Vergara Decision Is Latest Attempt to Blame Teachers and Weaken Public
Education
Judge Rolf M. Treu, who decided the Vergara case, declared that he was shocked -- shocked!
-- to learn from Professor Raj Chetty and Professor Thomas Kane of Harvard about
the enormous harm that one "grossly ineffective" teacher can do to a
child's lifetime earnings or to their academic gains.
How did he define "grossly ineffective" teacher? He
didn't. How did these dreadful teachers get tenure? Clearly, some grossly
incompetent principal must have granted it to them. What was the basis --
factual or theoretical -- that the students would have had high scores if their
teachers did not have the right to due process? He didn't say.
The theory behind the case -- as I see it -- is that low test
scores are caused by bad teachers. Get rid of the bad teachers, replace them
with average teachers, and all students will get high test scores. You might
call it the judicial version of No Child Left Behind -- that is, pull the right
policy levers -- say, testing and accountability, or eliminate tenure -- and
every single child in America will be proficient by 2014. Congress should hang
its collective head in shame for having passed that ridiculous law, yet it
still sits on the books as the scorned, ineffective, toxic law of the land.

**Brief 1**
According to the Vergara commentary, which two Harvard professors taught Judge Treu about the harm a "grossly ineffective" teacher can do?
**Brief 2**
Write the next paragraph of the Vergara commentary, picking up after its last sentence.
The rows are separate material with no connection to the Vergara commentary.

**Excerpted data**
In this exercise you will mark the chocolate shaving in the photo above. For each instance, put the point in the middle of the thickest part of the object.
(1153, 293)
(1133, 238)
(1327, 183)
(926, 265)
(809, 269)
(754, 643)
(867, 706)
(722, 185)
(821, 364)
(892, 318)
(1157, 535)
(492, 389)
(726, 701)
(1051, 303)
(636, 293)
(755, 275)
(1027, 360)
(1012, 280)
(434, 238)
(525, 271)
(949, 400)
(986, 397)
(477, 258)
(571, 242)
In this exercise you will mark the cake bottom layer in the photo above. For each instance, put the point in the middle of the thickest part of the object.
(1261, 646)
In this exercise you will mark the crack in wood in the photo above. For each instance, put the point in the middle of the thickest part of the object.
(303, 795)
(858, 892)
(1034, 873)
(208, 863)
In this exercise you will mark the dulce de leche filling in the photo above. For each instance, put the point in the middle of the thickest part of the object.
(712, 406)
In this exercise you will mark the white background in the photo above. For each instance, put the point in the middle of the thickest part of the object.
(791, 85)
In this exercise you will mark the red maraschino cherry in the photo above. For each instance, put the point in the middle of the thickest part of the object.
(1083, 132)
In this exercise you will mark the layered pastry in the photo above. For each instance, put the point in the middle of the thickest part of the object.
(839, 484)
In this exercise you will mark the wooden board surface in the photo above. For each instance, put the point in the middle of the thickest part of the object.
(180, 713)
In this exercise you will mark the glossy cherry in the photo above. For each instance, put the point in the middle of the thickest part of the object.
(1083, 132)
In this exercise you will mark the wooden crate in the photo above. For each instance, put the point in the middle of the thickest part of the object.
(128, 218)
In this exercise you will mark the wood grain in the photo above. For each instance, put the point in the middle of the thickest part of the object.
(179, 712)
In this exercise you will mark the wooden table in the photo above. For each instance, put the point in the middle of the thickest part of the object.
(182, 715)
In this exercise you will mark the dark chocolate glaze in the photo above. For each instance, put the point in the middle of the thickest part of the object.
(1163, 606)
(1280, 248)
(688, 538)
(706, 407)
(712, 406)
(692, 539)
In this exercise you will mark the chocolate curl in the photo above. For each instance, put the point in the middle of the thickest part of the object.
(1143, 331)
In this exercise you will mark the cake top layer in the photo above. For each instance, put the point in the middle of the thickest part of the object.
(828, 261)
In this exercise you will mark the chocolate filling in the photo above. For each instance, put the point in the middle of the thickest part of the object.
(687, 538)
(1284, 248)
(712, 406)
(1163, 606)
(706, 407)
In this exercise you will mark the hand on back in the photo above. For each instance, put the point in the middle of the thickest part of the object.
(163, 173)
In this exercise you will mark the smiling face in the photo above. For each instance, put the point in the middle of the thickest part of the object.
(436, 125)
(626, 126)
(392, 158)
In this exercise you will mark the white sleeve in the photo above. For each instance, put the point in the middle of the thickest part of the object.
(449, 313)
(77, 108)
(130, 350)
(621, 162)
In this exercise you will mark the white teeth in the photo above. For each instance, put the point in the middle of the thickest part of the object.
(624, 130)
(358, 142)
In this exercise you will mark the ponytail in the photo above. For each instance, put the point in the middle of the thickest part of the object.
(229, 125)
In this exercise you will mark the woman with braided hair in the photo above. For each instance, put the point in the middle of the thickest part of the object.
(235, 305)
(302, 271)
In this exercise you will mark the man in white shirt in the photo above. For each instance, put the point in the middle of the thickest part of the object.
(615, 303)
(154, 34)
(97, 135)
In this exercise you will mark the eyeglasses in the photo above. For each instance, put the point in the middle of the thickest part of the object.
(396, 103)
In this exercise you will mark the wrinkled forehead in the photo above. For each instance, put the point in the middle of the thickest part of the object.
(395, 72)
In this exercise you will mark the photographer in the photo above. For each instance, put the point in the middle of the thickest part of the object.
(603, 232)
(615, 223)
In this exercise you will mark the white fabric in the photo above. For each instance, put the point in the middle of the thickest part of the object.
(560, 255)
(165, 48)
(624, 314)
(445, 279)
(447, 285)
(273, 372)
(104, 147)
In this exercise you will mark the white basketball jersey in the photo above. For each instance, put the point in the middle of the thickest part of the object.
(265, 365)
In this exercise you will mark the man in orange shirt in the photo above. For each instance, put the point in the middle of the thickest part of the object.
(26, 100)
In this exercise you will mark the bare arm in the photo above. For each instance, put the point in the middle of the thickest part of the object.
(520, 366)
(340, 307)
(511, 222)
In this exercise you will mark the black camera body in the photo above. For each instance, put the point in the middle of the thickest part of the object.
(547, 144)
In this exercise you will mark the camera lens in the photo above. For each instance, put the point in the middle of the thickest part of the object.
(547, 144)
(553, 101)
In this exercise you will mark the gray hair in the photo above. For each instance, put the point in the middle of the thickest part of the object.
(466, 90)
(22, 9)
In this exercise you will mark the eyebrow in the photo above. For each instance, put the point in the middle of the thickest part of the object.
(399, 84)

**Final answer 1**
Professor Raj Chetty and Professor Thomas Kane.

**Final answer 2**
Judge Treu was also regurgitating the unproven claims behind
Race to the Top, specifically that using test scores to evaluate teachers will
make it possible to weed out "bad teachers," recruit and reward top
teachers, and test scores will rise to the top. Given this theory, a concept
like tenure (due process) slows down the effort to fire those "grossly
ineffective" teachers and delays the day when every student is proficient.
Relying on Chetty and Kane, Judge Treu is quite certain that
the theory of universal proficiency is correct. Thus, in his thinking, it
becomes a matter of urgency -- a civil rights issue -- to eliminate tenure and
any other legal protection for teachers, leaving principals free to fire them
promptly, without delay or hindrance.
Set aside for the moment that this decision lacks any
evidentiary basis. Another judge might have heard the same parade of witnesses
and reached a different conclusion.
Bear in mind that the
case will be appealed to a higher court, and will continue to be appealed until
there is no higher court.
It is not
unreasonable to believe that the California Teachers Association might
negotiate a different tenure process with the legislature, perhaps a
requirement of three years probationary status instead of two.
The one thing that
does seem certain is that, contrary to the victory claims of hedge fund
managers and right-wing editorial writers, no student will gain anything as a
result of this decision. Millions more dollars will be spent to litigate the
issues in California and elsewhere, but what will students gain? Nothing. The
poorest, neediest students will still be in schools that lack the resources to
meet their needs. They will still be in schools where classes are too large.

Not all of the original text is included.